Extend the blog post about the Drug Policy Alliance fundraising dinner and the war on drugs, picking up right after its last sentence.

#### Passage shown

Wednesday, April 12, 2006
On Rummy, Meaningful Hallucinogenic Experiences, and Ending the Drug War
"How many people here have had a meaningful hallucinogenic experience?" So asked one of the speakers at a fundraising dinner for the Drug Policy Alliance held last night in Los Angeles.
Only a few hands went up in an audience that was surprisingly light on youthful stoner-types. It was much more of a pro-justice, pro-human rights, anti-drug war crowd.
The event, honoring anti-drug war activists Jodie Evans and Max Palevsky (and, truth in blogging, me), and billed as "An Evening of Comedy and Music to Benefit the DPA," certainly delivered on that promise, with funny and topical performances by John Fugelsang, Beth Lapides, Jeffrey Ross, singer Jill Sobule, and an Andy Kaufman-eque appearance by Andy Dick featuring a wheelchair, a broken guitar, and a hash pipe. All hosted by Bruce Vilanch, who joked that he only got the gig "because they couldn't find an illegal immigrant to do the job."
When it was my turn to speak, I confessed that I have never had a meaningful hallucinogenic experience -- indeed that I have never even had a meaningless hallucinogenic experience. Other than the time I was seated next to Don Rumsfeld at a Washington dinner party.
"It was a long, hard slog," I told the crowd. "But, as you know, you have to go to dinner with the dinner companion you have, not the dinner companion you want."
The Rummy riff was more than a punchline -- it was a way of highlighting the many similarities between the debacle in Iraq and America's disastrous war on drugs. Both are wildly expensive, counterproductive, and underreported wars that have left tens of thousands of ruined lives in their wake.
And both wars are laying waste to the MSM's musty right-wing-vs.-left-wing frame, as more and more conservatives are taking stands against the Bush administration's failed war in Iraq and failed war on drugs.
Let's face it, it's not exactly left-wing to come out against a $40-billion-dollar-a-year War on Drugs that has unfairly targeted people of color, siphoned resources from the war on terror, and pitted the government against its own people.

########
#### Dataset extract

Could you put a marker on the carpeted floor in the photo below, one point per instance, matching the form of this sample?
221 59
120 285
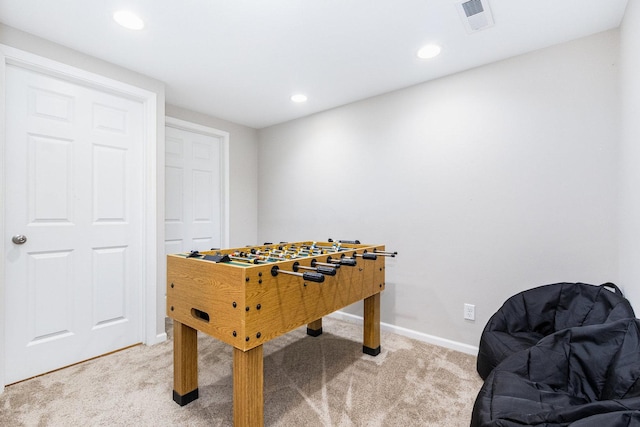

########

→ **Task result**
Nor is it left-wing to want to put an end to a War on Drugs that has turned into a war on America's minority communities. While blacks make up 13 percent of drug users, they account for 35 percent of those arrested for drug possession, 55 percent of those convicted, and 74 percent of all drug offenders sentenced to prison. And the average prison term for black drug offenders is 69% longer [pdf] than for whites.
It's not left-wing. It's not right-wing. It's common sense. And it's why people from all parts of the political spectrum are finally speaking out on the issue.
As I've said before, on how many issues do Jesse Jackson, George Soros, Walter Cronkite, the ACLU, Cato, Bill Buckley, George Shultz and the Heritage Foundation agree?
We saw this left/right realignment played out on the issue of drug treatment vs. incarceration for nonviolent offenders here in California back in 2000 when Prop. 36 passed despite being solidly opposed by the state's Democratic political establishment, including Diane Feinstein and Gray Davis. The measure was supported by Republican Tom Campbell, then a member of the House, who until recently served as Gov. Schwarzenegger's finance director.
Campbell's influence is likely one of the reasons the Governor has thankfully earmarked another $120 million to continue funding of Prop. 36 in his next budget.
The other reason, of course, is that treatment flat-out works -- as a new study from UCLA proves. According to the study, diverting nonviolent first and second time drug offenders from jail into rehab has saved the taxpayers of California $800 million over the last five years.
What could be more conservative than that?
The only ones who don't seem convinced are our political leaders, who continue to hide on the issue -- just as so many of them are hiding on the war in Iraq. And they're doing it for the same reason: they are terrified of being seen as soft on defense, soft on the military, soft on terror, and soft on crime and drugs.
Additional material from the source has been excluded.